**Task details:** Beneath this task is a listing; retype all of it exactly.

────

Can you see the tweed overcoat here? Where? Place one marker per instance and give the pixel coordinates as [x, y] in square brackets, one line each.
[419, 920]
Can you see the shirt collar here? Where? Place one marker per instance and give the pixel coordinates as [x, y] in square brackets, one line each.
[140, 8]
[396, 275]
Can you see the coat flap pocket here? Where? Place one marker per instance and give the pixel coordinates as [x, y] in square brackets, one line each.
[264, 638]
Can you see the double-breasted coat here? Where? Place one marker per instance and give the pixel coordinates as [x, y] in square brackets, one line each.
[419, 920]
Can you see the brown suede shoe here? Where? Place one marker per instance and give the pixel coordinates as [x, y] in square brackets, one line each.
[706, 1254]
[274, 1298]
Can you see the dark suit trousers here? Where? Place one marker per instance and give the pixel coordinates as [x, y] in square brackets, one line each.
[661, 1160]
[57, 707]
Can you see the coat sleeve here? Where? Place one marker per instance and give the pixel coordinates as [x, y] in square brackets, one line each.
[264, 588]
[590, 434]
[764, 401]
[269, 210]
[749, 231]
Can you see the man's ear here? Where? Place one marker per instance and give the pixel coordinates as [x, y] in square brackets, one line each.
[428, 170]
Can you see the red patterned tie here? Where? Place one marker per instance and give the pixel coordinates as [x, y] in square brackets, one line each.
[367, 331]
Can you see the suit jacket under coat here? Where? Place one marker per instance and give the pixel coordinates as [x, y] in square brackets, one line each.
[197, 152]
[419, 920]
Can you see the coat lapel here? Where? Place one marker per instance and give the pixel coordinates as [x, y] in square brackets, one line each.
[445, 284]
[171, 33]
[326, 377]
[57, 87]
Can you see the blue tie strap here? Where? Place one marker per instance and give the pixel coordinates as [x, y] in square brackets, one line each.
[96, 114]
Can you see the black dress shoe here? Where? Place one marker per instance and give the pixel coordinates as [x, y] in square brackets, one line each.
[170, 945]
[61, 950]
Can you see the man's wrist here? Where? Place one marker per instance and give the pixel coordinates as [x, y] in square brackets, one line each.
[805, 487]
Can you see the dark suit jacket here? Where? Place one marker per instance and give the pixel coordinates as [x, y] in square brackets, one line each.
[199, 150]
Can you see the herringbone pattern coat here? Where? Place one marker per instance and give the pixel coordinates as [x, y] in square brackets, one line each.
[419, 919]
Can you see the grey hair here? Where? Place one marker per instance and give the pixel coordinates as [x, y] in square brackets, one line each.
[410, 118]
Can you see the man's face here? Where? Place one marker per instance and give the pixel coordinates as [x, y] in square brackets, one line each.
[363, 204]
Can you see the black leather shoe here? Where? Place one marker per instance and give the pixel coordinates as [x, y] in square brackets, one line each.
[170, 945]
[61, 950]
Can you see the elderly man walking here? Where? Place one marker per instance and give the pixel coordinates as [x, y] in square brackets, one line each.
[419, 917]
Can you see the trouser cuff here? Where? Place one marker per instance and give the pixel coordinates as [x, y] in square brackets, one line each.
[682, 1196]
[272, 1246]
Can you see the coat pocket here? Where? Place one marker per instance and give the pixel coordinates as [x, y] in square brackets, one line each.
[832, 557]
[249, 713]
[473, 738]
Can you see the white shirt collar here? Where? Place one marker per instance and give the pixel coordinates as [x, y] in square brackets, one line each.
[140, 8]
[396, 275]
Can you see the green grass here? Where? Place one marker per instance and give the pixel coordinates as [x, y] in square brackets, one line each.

────

**Solution for this problem:**
Can you see the tweed overcoat here? Where? Place one marker per instance and give the pixel coordinates as [x, y] in square brackets, one line each.
[419, 920]
Can you see the shirt collar here? Where? Place one marker per instance and give the pixel coordinates as [x, y] in square brackets, one line each.
[140, 8]
[396, 275]
Can you see the coat flap pocket here? Where? Place one marker per instance and give the pixel coordinates as [x, y] in square brackets, one line each.
[264, 638]
Can you see the double-breasted coat here? Where? Place one marker per instance and give the pixel coordinates as [x, y] in square brackets, one line each.
[419, 920]
Can you see the brown suede shoe here? Where? Place one marker per instance and give the pixel coordinates as [x, y] in square brackets, one line each.
[706, 1254]
[274, 1298]
Can you see the dark suit trousers here? Where? Place one marker per instance and give the pixel coordinates as [x, y] in square brackets, one line each.
[661, 1160]
[57, 707]
Can you see the coat sleeve here? Where? Place one marker per instance and give the pixel coordinates as [x, y] in square brackets, one line each.
[264, 588]
[590, 434]
[764, 401]
[269, 210]
[749, 231]
Can you see the man's ear here? Where? Place one marker per instance and give the pixel coordinates as [x, y] in square brackets, one line each.
[428, 170]
Can you see the red patterned tie here? Where? Place one marker per instance and give the pixel coordinates as [x, y] in square brackets, one line each.
[367, 331]
Can you see the suit jacket under coat here? Where? Place one marker per instance and give the pixel coordinates as [x, y] in square brackets, one line each.
[197, 152]
[419, 920]
Can you see the coat lapel here? Where? Place one marker per instance and give the pixel coordinates as [x, y] in square brackets, one line each.
[445, 284]
[171, 33]
[326, 377]
[57, 87]
Can you see the blue tie strap here? Where? Place one marker per instance and give the pixel coordinates as [x, y] in square brackets, one line each.
[96, 114]
Can you see the black dress shoe here? Where? Place one marker per instance and give the pixel coordinates as [x, y] in square brackets, one line each.
[170, 945]
[61, 950]
Can you see the man's wrist here? Where? Place one marker per instance and give the pixel coordinates as [x, y] in square brackets, one line each.
[805, 487]
Can you see the dark suit jacket here? Where? Place one marker per instance and give the pixel coordinates as [x, y] in square brackets, one line each.
[199, 150]
Can you see the herringbone pattern coat here? Where? Place one marker per instance and give the pixel coordinates as [x, y] in square brackets, one line each.
[419, 919]
Can you see the grey hair here? Where? Place one marker per instance and give the pixel coordinates as [x, y] in square brackets, one line each.
[410, 118]
Can you see the man's face here? Where? Place one marker per instance and give the pixel coordinates as [x, y] in square brackets, one line each.
[363, 204]
Can you see the black leather shoe here? Where? Place one marker per instance and give the pixel coordinates as [x, y] in square brackets, one line each.
[170, 945]
[61, 950]
Can you see the elderly man walking here? Where? Place one marker per instance and give the pixel coordinates as [x, y] in square brackets, one line each.
[419, 917]
Can you see the trouser cuff here? Where? Place one marker per instance and give the pixel coordinates as [x, y] in square brackets, one line each.
[682, 1196]
[272, 1246]
Can you see the coat pocket here? Where? Place one marker per instance and give the pixel coordinates as [x, y] in square brackets, one line each.
[832, 557]
[249, 713]
[473, 738]
Can you see the white shirt collar here? Where? Place one marker per instance and give the pixel coordinates as [x, y] in square brackets, one line each.
[140, 8]
[396, 275]
Can you see the green grass here? Where? Place one marker per instance and give the pixel coordinates as [x, y] in square brackets, one line each.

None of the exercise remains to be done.